— Exercise instructions —
[1] How old is the child in the jungle healing story?
[2] Using the jungle healing story, decide whether each statement is true: (a) The bamboo hut had running water. (b) The woman gave her instructions in English. (c) The narrator slept well during the weeks the wounds grew.

BEGIN Document passage

So I was like, “That’s what i’m going to do. Instead of get the shot. Because the shot sounds horrible!”
So we go into the jungle farther and we find this little bamboo hut. And we walk in there. It is very very very nice. It’s calm. There is water running. There is a massage table, yoga mats. I’m like, “Yes. This is what I’m talking about. This is gonna cure my kid!”
So, he’s three. He is oblivious. He’s got these festering wounds. He’s playing with toys, and this woman is telling me to connect with him by putting my hand on his head, and thinking about him, and good thoughts. And once we get that energy connection we’ll be able to transform the healing powers that I can give onto him and get rid of this parasite. All in Spanish.
I’m like, “I think I understand.”
This isn’t working!
This is three weeks now, and these these these these wounds are getting huge. And it’s it’s it’s horrible! I can’t sleep at night. I wake up in the middle of the night with flashlights, just checking him to see if they are getting smaller, to see if they’re drying out. If the mosquito nets are tucked in. But he’s got more bites. Just neurotic! Obsessed! On the health of my child.
Ultimately, I can’t take it anymore. I can’t take anymore. I go back to the clinic with them and I was like, “Sign me up for the shots.
So they bring out..so it was like, “Okay.”

END Document passage
BEGIN Recorded data

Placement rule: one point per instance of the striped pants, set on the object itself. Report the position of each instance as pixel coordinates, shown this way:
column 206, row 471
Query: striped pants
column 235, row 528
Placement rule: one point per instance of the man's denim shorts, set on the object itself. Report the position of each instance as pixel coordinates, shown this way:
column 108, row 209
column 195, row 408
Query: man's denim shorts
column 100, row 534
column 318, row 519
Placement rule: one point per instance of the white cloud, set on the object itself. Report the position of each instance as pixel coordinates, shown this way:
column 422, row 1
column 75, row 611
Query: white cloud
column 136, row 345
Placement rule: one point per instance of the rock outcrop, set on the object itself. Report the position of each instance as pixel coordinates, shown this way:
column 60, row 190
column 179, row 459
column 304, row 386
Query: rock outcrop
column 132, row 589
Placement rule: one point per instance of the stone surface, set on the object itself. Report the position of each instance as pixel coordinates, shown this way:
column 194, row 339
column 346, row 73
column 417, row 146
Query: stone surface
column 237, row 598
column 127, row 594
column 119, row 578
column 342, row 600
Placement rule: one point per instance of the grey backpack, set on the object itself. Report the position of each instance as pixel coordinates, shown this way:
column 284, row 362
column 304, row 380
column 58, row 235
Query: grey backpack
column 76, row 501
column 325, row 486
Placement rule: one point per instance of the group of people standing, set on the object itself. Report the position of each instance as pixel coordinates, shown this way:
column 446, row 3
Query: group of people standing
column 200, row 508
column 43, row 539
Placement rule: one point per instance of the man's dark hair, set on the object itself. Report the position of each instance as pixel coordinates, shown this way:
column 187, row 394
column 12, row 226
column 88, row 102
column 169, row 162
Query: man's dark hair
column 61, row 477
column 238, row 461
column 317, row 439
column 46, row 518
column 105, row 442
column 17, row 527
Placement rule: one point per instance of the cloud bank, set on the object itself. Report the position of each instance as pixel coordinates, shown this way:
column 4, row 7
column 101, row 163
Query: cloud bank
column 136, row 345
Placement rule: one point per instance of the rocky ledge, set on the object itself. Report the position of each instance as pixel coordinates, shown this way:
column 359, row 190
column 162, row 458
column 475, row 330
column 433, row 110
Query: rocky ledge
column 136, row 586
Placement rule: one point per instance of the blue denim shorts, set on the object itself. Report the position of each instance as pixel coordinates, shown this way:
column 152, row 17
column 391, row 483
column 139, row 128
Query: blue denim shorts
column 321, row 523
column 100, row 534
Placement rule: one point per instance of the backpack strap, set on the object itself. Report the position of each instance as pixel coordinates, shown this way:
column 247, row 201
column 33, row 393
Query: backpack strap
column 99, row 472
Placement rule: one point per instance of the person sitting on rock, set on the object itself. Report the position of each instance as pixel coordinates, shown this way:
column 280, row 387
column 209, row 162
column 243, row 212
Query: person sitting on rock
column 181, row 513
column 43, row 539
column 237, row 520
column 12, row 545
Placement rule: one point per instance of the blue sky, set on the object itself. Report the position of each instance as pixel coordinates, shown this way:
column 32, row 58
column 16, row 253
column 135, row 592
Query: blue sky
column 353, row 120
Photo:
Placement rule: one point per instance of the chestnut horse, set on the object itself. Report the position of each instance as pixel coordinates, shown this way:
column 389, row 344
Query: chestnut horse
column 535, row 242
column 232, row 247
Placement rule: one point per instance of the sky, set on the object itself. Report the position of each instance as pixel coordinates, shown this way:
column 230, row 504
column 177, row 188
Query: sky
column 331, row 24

END Recorded data

— Written answers —
[1] The child is three years old.

[2]
(a) Yes: "There is water running."
(b) No: "All in Spanish."
(c) No: "I can’t sleep at night."